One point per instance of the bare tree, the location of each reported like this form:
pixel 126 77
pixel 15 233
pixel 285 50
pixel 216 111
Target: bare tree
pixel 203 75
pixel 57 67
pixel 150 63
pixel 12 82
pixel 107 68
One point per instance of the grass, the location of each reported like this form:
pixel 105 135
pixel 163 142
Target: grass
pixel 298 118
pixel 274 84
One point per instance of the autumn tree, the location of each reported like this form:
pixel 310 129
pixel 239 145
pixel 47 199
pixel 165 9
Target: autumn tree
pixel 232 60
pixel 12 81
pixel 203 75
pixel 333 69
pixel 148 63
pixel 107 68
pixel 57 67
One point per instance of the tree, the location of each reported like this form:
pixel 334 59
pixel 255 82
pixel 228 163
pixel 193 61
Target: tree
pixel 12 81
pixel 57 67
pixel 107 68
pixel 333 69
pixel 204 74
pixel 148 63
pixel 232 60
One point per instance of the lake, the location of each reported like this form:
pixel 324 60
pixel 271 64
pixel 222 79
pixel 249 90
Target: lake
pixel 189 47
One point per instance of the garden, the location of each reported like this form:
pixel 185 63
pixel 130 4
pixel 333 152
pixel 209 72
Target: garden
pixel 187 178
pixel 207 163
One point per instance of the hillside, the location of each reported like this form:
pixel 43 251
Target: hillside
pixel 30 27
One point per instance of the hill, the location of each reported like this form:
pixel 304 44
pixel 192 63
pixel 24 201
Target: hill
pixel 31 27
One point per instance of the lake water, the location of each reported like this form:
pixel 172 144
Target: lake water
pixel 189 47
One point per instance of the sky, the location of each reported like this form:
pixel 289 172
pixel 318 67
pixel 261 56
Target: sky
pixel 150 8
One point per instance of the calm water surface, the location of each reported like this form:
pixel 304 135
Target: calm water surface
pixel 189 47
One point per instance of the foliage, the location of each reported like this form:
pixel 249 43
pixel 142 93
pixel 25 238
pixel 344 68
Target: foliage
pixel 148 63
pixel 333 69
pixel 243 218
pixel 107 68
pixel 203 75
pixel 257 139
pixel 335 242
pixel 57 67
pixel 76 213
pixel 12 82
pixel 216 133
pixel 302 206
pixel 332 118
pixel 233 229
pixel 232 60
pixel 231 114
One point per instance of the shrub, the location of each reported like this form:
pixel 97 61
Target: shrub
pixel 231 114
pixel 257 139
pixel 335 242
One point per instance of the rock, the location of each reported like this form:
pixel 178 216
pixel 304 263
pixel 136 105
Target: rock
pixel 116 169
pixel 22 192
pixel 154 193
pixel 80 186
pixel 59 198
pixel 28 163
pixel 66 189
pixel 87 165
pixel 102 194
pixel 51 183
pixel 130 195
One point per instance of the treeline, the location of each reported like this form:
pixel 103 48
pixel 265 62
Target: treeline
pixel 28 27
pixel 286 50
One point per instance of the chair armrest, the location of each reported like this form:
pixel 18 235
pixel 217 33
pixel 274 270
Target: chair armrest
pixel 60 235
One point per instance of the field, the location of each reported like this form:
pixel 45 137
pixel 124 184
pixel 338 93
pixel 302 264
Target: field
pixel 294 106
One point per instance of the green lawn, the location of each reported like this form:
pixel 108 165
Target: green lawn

### What the task requires
Reproduce all the entries above. Match them exactly.

### Task response
One point per instance of the bare tree, the location of each reported like this form:
pixel 126 77
pixel 15 233
pixel 285 50
pixel 216 111
Target: bare tree
pixel 203 75
pixel 57 67
pixel 150 63
pixel 12 82
pixel 107 68
One point per instance of the grass, the location of each reported like this form:
pixel 105 135
pixel 163 142
Target: grass
pixel 298 118
pixel 274 84
One point per instance of the autumn tree, the location of each reported like this form:
pixel 310 129
pixel 239 145
pixel 47 199
pixel 165 9
Target: autumn tree
pixel 232 60
pixel 12 81
pixel 203 75
pixel 333 69
pixel 148 63
pixel 107 68
pixel 57 67
One point per instance of the tree, the location of each reported like this form:
pixel 334 59
pixel 255 82
pixel 228 163
pixel 193 61
Target: tree
pixel 12 81
pixel 57 67
pixel 107 68
pixel 333 69
pixel 204 74
pixel 148 63
pixel 232 60
One point per instance of the lake, the location of each reported like this form:
pixel 324 60
pixel 271 64
pixel 222 79
pixel 249 90
Target: lake
pixel 189 47
One point per instance of the garden, the location of each reported like this form:
pixel 185 63
pixel 130 4
pixel 333 152
pixel 209 72
Target: garden
pixel 187 178
pixel 207 163
One point per instance of the hillside, the location of each reported like this form:
pixel 43 251
Target: hillside
pixel 30 27
One point per instance of the hill, the location of each reported like this form:
pixel 304 44
pixel 192 63
pixel 24 201
Target: hill
pixel 31 27
One point per instance of the lake water, the location of each reported like this form:
pixel 172 144
Target: lake water
pixel 189 47
One point per instance of the sky, the location of each reported like this form:
pixel 289 172
pixel 318 67
pixel 261 56
Target: sky
pixel 150 8
One point per instance of the calm water surface, the location of each reported like this form:
pixel 304 135
Target: calm water surface
pixel 189 47
One point per instance of the foliage, the location of each reported like this form:
pixel 249 43
pixel 142 93
pixel 25 238
pixel 344 68
Target: foliage
pixel 148 63
pixel 333 69
pixel 243 218
pixel 107 68
pixel 203 75
pixel 257 139
pixel 335 242
pixel 57 67
pixel 76 213
pixel 12 82
pixel 216 133
pixel 302 206
pixel 332 118
pixel 233 229
pixel 232 60
pixel 231 114
One point per instance of the shrub, the location of each reported like this form:
pixel 97 61
Target: shrub
pixel 231 114
pixel 257 139
pixel 335 242
One point per instance of the rock, the location of each reported like this form:
pixel 178 216
pixel 304 263
pixel 136 105
Target: rock
pixel 116 169
pixel 22 192
pixel 154 193
pixel 80 186
pixel 59 198
pixel 28 163
pixel 66 189
pixel 87 165
pixel 102 194
pixel 51 183
pixel 130 195
One point per instance of the treeline, the location of each reported like this form:
pixel 103 48
pixel 265 62
Target: treeline
pixel 28 27
pixel 286 50
One point per instance of the chair armrest, the location of each reported like this form:
pixel 18 235
pixel 217 33
pixel 274 270
Target: chair armrest
pixel 60 235
One point per instance of the field, the location of each reported like this form:
pixel 45 137
pixel 124 184
pixel 338 93
pixel 302 264
Target: field
pixel 294 106
One point per instance of the green lawn, the location of each reported like this form:
pixel 108 165
Target: green lawn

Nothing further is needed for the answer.